*RECORDS PROVIDED*
>> start
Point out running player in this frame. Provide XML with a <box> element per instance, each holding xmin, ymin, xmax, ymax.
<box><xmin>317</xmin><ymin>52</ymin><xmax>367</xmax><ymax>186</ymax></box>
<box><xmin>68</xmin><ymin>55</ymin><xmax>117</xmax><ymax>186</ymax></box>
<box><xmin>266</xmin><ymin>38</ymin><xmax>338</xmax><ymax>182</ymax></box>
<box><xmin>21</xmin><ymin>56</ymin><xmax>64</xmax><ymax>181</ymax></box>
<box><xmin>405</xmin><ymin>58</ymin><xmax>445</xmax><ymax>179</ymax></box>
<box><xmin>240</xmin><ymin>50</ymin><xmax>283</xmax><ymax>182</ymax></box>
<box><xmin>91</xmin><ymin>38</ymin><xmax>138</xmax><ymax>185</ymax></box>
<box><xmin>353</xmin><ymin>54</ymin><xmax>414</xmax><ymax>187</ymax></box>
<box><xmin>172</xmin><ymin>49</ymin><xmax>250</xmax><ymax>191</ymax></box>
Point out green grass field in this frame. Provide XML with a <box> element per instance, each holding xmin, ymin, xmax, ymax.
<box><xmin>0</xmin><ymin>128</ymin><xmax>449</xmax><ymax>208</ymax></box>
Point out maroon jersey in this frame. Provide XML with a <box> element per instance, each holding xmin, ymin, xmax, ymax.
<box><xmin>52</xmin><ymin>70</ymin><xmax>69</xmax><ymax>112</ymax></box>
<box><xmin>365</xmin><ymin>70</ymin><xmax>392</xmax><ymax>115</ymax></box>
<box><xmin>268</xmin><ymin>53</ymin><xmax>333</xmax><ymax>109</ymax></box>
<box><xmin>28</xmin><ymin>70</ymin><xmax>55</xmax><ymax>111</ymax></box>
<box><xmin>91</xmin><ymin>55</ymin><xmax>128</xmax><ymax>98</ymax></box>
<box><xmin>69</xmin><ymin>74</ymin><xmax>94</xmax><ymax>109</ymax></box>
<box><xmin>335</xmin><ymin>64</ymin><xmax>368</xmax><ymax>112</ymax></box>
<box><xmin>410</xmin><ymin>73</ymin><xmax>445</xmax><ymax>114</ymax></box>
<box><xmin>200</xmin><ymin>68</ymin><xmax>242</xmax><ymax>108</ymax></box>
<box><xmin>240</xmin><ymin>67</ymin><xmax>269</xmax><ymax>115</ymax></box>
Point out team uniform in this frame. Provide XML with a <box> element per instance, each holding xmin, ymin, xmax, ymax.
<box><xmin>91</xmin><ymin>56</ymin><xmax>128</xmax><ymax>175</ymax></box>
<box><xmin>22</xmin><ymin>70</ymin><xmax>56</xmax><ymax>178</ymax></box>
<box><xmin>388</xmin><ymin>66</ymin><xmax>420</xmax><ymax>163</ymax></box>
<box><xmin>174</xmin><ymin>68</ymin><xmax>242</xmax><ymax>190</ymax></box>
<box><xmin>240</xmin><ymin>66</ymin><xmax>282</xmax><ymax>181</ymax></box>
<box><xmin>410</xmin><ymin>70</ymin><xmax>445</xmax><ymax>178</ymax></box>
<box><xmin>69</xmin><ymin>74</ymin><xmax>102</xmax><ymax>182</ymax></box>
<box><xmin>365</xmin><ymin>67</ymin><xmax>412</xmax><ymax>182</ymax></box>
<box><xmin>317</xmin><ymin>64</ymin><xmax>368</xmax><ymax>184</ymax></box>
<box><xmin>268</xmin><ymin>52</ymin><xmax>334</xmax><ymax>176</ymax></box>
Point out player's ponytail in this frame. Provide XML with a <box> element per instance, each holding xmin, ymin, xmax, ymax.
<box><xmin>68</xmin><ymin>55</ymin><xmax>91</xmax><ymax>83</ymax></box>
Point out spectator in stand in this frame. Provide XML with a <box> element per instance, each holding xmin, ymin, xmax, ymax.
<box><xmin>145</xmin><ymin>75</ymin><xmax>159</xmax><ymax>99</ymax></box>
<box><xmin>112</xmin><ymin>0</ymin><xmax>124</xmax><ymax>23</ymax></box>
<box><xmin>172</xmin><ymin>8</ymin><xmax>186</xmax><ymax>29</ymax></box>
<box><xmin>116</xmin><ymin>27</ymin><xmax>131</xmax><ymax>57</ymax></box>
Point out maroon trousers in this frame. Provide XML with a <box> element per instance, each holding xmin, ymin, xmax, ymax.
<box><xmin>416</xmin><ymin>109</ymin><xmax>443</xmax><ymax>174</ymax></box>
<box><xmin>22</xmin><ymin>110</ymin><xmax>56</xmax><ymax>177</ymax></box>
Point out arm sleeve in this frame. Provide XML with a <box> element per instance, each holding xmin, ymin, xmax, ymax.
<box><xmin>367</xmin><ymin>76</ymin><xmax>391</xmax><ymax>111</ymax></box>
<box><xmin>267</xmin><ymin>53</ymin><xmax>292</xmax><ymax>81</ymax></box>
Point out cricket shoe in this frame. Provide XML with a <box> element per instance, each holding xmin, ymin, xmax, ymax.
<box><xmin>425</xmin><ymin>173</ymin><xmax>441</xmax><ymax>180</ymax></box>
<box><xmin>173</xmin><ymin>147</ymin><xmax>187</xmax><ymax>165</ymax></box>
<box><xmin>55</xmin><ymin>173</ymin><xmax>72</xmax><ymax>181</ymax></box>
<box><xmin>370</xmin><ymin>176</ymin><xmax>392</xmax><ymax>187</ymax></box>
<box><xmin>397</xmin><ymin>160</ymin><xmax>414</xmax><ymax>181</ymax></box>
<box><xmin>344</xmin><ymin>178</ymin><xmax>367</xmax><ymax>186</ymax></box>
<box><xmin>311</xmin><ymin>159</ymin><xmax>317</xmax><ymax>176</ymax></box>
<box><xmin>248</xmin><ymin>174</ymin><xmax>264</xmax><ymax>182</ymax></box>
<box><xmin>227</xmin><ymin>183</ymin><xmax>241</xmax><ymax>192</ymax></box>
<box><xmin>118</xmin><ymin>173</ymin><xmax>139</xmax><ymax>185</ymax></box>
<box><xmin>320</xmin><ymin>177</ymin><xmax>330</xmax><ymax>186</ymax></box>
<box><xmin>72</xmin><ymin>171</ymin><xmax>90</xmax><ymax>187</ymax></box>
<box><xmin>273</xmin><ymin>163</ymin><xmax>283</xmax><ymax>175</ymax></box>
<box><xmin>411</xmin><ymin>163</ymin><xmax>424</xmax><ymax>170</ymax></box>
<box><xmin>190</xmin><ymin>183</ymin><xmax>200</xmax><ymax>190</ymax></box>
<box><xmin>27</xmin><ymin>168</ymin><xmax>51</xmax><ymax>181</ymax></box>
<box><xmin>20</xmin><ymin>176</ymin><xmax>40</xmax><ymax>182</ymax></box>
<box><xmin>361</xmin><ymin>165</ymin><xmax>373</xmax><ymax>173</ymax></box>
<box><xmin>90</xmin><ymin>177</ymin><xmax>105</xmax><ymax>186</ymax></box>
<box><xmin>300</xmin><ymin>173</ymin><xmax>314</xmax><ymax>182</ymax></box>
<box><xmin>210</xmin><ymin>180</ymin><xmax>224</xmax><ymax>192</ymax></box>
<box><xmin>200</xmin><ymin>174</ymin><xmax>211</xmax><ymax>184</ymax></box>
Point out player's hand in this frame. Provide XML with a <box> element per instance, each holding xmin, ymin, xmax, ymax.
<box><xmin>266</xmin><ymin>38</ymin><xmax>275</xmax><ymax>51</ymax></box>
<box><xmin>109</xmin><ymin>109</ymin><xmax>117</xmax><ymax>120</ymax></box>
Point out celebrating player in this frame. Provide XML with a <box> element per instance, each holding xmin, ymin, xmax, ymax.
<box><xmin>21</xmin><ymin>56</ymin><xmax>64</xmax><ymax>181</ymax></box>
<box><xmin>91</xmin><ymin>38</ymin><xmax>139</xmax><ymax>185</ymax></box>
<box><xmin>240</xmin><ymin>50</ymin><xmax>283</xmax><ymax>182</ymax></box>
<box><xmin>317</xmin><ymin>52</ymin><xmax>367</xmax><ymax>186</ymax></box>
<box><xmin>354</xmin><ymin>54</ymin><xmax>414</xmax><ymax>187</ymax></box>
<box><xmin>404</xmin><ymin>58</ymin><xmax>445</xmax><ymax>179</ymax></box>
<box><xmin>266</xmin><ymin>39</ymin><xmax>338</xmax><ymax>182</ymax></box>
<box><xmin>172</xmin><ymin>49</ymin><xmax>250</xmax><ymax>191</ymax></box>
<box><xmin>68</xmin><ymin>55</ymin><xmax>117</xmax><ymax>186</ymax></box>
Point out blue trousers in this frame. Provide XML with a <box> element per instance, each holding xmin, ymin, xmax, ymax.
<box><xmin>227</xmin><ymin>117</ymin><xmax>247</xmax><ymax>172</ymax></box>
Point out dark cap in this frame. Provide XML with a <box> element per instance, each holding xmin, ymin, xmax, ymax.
>> end
*REQUIRED TASK*
Lines from the one containing "Point out blue" through the final line are to be given again verbatim, with nothing before or after.

*TASK ANSWER*
Point out blue trousers in this frame. Provide XML with a <box> element per instance, each holding xmin, ymin, xmax, ymax.
<box><xmin>227</xmin><ymin>117</ymin><xmax>247</xmax><ymax>172</ymax></box>
Point out dark cap in this frame. Provide XML with a <box> element per instance, each holding xmin, ymin, xmax, ymax.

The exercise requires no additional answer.